#### TEXT PASSAGE ####

We could talk about modify it maybe allowing purchase of specialized ships from overseas friendly countries, like icebreakers from Finland.



That is the problem with protectionism.

What starts with good intentions ends with a bandaid that someday will have to be ripped off at the cost of the people who made a subsidized living based on it.


Except if you can't move stuff around without support of 3rd party nations, that's defense crippling.

If you want to be a global power, you require great navy, both civilian and military. That's been true since 1500s and will likely remain true for many years to come.

So question is, do we throw out Jones Act and slowly stop being World Superpower or leave it and pay higher upfront costs in certain places? That's political answer obviously.


What you’re missing is that our ability to move stuff around has already deteriorated to almost nil, precisely due to Jones Act and shipbuilding workforce unionization. We already cannot build vessels we need at quantities we need. This is already reality today. Repealing Jones Act cannot make our situation much worse.

It can, however, make us much better off, by for example allowing US companies to buy foreign ships to do tasks that currently are covered by Jones Act, and as a result are not done at all.

For example, we’d be able to ship gas from American oil fields in the South to consumers in the North, where there missing or insufficient pipeline capacity. Right now, Jones Act forces US consumers in the North to buy foreign gas.

#### DATASET ENTRIES ####

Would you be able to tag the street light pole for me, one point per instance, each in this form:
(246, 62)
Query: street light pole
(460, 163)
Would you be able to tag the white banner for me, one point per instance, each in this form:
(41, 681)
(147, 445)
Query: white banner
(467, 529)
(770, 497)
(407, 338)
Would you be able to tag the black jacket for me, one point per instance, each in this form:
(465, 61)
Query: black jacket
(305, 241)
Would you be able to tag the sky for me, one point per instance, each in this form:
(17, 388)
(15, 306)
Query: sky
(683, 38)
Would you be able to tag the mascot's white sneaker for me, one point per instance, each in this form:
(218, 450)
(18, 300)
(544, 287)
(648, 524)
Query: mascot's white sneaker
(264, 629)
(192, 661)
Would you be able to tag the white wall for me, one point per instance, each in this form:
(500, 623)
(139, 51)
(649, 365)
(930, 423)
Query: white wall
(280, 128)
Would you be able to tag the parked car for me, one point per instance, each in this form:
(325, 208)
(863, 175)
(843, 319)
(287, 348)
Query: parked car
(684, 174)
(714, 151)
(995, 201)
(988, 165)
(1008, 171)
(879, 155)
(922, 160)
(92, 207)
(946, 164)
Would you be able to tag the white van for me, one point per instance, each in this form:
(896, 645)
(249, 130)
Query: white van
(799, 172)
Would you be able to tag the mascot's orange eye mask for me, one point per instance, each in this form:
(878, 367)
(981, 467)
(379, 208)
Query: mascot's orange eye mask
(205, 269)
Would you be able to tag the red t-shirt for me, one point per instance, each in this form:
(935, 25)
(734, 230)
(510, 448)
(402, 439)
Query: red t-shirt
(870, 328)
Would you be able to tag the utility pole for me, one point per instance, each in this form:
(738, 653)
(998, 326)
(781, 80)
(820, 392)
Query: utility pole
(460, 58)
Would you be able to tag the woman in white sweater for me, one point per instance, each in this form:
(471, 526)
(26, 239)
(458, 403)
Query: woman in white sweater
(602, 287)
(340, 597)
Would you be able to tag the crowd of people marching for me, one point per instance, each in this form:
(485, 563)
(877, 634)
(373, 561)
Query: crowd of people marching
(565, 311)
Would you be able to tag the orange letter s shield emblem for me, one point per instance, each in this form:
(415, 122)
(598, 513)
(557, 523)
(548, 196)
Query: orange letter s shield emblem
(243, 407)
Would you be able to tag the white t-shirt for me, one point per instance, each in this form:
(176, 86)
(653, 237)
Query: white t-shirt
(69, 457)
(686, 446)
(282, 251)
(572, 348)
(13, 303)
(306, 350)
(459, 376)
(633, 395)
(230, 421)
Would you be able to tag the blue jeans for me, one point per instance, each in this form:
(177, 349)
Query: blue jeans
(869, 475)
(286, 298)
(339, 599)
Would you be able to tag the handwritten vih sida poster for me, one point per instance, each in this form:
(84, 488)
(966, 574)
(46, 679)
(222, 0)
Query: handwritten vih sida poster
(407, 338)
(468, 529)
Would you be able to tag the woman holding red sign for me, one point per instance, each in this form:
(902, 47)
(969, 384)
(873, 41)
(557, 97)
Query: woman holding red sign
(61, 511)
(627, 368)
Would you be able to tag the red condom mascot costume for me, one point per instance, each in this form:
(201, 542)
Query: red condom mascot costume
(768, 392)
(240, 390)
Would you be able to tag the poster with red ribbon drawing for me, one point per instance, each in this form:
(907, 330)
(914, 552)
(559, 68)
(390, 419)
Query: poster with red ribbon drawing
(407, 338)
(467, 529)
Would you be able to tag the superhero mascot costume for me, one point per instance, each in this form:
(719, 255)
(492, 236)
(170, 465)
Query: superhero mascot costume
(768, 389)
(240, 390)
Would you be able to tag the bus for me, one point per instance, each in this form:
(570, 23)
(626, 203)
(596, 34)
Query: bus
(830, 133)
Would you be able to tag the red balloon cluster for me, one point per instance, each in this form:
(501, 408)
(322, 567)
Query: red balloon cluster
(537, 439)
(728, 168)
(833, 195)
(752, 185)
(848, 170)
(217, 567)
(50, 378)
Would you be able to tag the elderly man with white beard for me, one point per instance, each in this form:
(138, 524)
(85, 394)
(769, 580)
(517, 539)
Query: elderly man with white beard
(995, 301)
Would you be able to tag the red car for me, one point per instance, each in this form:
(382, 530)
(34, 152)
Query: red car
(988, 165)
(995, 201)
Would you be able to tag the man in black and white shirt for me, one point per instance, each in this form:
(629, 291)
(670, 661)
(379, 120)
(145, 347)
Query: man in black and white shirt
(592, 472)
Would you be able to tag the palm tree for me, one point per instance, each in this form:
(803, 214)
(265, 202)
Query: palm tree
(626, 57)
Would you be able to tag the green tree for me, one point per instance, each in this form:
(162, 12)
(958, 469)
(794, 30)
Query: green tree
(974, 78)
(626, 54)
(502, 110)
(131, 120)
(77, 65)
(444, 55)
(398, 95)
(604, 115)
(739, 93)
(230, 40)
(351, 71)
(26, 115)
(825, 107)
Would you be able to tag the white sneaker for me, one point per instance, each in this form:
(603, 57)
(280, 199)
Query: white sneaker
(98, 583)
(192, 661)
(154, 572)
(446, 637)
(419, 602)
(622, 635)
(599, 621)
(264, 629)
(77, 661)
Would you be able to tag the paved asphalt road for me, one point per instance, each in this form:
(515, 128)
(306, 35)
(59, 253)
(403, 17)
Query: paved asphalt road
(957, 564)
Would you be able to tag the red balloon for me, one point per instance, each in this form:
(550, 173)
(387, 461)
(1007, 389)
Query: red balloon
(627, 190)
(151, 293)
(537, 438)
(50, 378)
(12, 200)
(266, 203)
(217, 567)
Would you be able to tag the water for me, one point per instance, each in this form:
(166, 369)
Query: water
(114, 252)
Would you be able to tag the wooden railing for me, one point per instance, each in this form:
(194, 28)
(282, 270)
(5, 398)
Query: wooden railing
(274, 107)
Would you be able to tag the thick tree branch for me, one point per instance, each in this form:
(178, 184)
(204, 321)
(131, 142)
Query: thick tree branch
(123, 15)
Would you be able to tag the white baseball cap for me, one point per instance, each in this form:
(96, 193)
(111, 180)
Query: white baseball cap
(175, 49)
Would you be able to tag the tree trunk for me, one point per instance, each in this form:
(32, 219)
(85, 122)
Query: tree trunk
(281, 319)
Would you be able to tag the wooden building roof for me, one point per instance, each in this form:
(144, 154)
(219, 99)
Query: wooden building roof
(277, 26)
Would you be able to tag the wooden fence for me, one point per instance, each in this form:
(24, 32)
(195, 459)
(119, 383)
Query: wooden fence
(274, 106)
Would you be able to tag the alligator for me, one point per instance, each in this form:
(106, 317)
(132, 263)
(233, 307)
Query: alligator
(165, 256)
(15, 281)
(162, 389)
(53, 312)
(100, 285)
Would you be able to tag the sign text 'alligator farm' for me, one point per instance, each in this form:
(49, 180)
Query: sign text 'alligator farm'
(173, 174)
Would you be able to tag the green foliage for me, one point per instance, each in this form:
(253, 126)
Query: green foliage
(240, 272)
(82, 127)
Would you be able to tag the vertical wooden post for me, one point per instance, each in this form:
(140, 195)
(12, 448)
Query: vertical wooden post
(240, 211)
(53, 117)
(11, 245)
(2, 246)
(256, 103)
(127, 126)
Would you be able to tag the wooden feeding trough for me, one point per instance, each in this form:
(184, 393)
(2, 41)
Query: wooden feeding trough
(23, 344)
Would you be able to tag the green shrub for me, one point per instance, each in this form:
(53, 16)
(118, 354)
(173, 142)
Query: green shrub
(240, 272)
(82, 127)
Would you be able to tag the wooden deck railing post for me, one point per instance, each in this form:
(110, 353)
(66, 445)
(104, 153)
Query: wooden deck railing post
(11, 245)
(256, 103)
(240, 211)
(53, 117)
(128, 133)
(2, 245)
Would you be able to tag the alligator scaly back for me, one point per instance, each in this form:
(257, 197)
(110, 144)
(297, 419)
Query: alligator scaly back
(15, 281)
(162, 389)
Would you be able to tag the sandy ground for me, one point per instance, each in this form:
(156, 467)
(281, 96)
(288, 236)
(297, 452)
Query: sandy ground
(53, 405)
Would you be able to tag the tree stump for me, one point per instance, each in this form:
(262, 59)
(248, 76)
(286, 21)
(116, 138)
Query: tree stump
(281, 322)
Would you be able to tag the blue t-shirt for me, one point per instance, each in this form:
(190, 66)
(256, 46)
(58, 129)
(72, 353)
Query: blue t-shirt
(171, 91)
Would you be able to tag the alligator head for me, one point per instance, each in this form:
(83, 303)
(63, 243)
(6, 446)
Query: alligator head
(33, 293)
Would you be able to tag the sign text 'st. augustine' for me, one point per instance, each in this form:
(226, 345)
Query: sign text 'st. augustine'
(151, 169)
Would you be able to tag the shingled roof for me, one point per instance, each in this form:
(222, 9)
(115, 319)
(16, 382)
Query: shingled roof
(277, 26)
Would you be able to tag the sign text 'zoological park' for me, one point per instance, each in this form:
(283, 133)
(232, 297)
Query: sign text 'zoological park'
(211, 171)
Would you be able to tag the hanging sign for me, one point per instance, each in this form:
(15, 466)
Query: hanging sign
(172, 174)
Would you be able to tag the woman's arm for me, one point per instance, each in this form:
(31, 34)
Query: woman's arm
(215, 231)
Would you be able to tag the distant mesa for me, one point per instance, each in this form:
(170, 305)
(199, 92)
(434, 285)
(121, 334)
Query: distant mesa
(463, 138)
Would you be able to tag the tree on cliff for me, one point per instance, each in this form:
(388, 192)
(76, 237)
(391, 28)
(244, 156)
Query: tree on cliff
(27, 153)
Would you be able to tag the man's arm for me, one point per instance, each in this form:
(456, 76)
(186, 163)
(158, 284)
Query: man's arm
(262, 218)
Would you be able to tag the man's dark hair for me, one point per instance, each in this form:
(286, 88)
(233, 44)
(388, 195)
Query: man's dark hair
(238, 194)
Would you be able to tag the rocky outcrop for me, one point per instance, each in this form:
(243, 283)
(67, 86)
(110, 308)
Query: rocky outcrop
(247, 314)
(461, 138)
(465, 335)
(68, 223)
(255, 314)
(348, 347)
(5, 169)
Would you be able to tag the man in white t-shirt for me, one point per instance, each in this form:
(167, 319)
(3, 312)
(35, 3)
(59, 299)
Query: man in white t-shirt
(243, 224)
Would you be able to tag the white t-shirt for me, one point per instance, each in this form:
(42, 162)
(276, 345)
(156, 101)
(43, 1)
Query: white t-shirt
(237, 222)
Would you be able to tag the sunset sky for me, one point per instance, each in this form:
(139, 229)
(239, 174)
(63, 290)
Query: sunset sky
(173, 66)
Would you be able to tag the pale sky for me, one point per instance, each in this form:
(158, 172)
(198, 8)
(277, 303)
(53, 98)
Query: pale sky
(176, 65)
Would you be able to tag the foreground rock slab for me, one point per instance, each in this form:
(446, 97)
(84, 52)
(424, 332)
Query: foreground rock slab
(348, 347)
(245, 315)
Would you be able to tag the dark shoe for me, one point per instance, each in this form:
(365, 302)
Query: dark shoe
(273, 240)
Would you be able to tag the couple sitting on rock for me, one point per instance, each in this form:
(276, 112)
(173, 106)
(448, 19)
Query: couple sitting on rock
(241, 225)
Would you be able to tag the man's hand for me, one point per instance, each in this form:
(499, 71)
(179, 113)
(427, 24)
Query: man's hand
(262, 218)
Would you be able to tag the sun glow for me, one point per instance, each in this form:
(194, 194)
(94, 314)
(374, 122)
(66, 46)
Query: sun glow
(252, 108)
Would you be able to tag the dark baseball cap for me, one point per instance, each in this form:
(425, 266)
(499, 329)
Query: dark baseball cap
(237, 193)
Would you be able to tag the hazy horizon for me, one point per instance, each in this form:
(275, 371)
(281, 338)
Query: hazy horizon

####

§ **GOAL A**: In the Jones Act discussion, why does the last commenter say repealing the Jones Act cannot make the situation much worse? Answer in one to three sentences.
§ **GOAL B**:
Answer these questions on the Jones Act discussion, one per line:
(i) Which country is suggested as a source of icebreakers?
(ii) Since what period has a great navy been required to be a global power, according to the text?
(iii) Along with the Jones Act, what does the final commenter blame for the decline in the ability to move goods?
The entries stand apart from the Jones Act discussion.

§ **RESULT A**: The commenter says the country's ability to move goods has already fallen to almost nil because of the Jones Act and shipbuilding workforce unionization. The US already cannot build the vessels it needs in the quantities it needs, so repeal would not leave things much worse.

§ **RESULT B**:
(i) Finland
(ii) Since the 1500s
(iii) Shipbuilding workforce unionization